Set problem:
Rewrite the entries below, swapping each "point out" for "locate" and leaving everything else untouched.

Material supplied:
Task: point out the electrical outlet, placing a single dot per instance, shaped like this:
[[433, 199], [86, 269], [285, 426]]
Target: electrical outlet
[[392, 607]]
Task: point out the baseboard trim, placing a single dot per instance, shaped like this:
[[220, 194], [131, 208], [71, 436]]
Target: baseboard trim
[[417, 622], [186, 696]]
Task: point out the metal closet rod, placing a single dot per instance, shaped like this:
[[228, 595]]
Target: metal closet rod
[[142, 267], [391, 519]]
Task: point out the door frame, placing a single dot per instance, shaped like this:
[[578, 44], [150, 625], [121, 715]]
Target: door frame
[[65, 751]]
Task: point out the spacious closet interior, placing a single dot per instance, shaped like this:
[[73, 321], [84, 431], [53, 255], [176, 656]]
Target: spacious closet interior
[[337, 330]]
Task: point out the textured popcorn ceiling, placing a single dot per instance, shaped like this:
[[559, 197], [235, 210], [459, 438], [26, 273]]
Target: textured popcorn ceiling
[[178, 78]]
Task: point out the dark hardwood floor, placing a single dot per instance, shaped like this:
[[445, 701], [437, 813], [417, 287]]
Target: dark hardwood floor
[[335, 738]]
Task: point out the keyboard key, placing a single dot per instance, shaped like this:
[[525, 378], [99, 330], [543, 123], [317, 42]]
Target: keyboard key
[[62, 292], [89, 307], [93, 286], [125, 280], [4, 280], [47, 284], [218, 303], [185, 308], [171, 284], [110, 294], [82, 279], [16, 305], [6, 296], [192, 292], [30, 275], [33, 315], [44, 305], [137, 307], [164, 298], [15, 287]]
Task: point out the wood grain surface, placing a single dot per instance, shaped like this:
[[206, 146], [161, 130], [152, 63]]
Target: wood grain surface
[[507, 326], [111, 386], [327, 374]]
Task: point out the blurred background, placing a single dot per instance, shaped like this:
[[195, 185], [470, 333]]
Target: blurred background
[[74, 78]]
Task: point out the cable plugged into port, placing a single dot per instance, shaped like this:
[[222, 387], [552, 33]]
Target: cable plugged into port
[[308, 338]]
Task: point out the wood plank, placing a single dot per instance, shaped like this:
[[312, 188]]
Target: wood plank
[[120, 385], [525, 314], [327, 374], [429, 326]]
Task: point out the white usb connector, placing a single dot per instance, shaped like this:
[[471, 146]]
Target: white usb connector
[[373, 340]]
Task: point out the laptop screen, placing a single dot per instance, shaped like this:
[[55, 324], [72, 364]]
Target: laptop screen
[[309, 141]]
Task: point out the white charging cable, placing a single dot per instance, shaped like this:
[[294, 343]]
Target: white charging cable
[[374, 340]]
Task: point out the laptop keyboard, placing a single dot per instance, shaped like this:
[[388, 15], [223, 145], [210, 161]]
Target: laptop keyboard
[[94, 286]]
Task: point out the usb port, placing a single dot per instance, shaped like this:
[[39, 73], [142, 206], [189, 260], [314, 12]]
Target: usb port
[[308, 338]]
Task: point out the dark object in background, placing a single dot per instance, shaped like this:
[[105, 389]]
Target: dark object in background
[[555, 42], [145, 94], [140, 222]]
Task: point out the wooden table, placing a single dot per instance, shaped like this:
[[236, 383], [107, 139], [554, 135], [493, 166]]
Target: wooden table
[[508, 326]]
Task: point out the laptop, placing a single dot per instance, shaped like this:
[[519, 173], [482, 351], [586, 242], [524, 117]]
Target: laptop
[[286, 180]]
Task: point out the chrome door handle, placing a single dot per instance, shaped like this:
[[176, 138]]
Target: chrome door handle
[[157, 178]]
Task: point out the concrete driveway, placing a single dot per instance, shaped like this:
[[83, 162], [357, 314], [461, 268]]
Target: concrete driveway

The output:
Task: locate the electrical outlet, placing a single dot per instance, shaped like this:
[[433, 199], [86, 269], [285, 426]]
Target: electrical outlet
[[392, 607]]
Task: locate the baseboard trim, placing a single dot per instance, shaped like this:
[[220, 194], [131, 208], [71, 436]]
Target: baseboard trim
[[417, 622], [186, 696]]
Task: locate the metal closet rod, placing a single dot per instance, shaped like this:
[[228, 595]]
Target: metal closet rod
[[142, 267], [391, 519]]
Task: locate the door frame, placing a single dot per instance, shaped like this:
[[578, 44], [150, 625], [121, 715]]
Target: door frame
[[65, 751]]
Task: locate the spacious closet interior, placing a single dot per instance, shaped like this:
[[73, 321], [84, 431], [53, 255], [176, 656]]
Target: spacious closet interior
[[337, 330]]
Task: locate the textured popcorn ceiling, placing a single dot per instance, shaped like this:
[[559, 197], [235, 210], [459, 438], [26, 273]]
Target: textured popcorn ceiling
[[178, 78]]
Task: locate the dark hardwood floor, placing a single dot per instance, shaped like this:
[[445, 701], [437, 813], [417, 287]]
Target: dark hardwood floor
[[335, 738]]
Task: locate the keyboard key, placing a single dot per instance, shaped like this:
[[525, 378], [99, 330], [543, 123], [317, 42]]
Target: keyboard key
[[62, 292], [89, 307], [93, 286], [125, 280], [4, 280], [47, 284], [218, 303], [185, 308], [171, 284], [110, 294], [82, 279], [16, 305], [6, 296], [192, 292], [30, 275], [33, 315], [44, 305], [137, 307], [164, 298], [15, 287]]
Task: locate the wood grain surface, placing a single dot per instance, shaped like this:
[[206, 146], [161, 130], [152, 63]]
Target: wood grain surface
[[507, 326], [111, 386], [327, 374]]
Task: locate the blurred background, placing a single dot per instance, shaped like this:
[[195, 185], [470, 333]]
Target: blurred background
[[74, 78]]
Task: locate the cable plugged into port, placing a single dot per instance, shaped like this:
[[222, 387], [552, 33]]
Target: cable plugged into port
[[308, 338]]
Task: locate the wood plank, placing a single dot per instance, shaped like this:
[[312, 188]]
Target: wood plank
[[120, 385], [525, 314], [327, 374], [429, 326]]
Task: locate the white usb connector, placing a single dot per instance, shaped like this:
[[471, 146]]
Target: white usb connector
[[373, 340]]
Task: locate the laptop screen, placing a single dot per instance, shaped like this:
[[55, 324], [72, 364]]
Target: laptop screen
[[309, 141]]
Task: locate the white charging cable, placing a single dot per instance, shaped like this:
[[294, 343]]
Target: white charging cable
[[374, 340]]
Task: locate the laptop keyboard, placing a single dot per instance, shaped like this:
[[388, 15], [223, 145], [210, 161]]
Target: laptop keyboard
[[94, 286]]
Task: locate the usb port, placing a single dot per instance, shaped like this:
[[39, 73], [142, 206], [189, 260], [314, 12]]
Target: usb port
[[308, 338]]
Task: locate the dark object in background, placing a single dot per instance, shaped like this:
[[105, 389]]
Target: dark object in background
[[555, 42], [145, 94], [140, 222]]
Task: locate the wooden table, placing a single dot per instance, shaped like this:
[[236, 383], [107, 139], [554, 135], [493, 166]]
Target: wooden table
[[508, 326]]
Task: locate the laptop, placing a single dot per instance, shaped like this:
[[519, 173], [482, 351], [586, 242], [524, 117]]
Target: laptop
[[286, 180]]
Task: locate the chrome door handle, placing a single dot per instance, shaped like this:
[[176, 138]]
Target: chrome door handle
[[157, 178]]
Task: locate the concrete driveway, placing a single dot per instance, shaped like this:
[[83, 162], [357, 314], [461, 268]]
Target: concrete driveway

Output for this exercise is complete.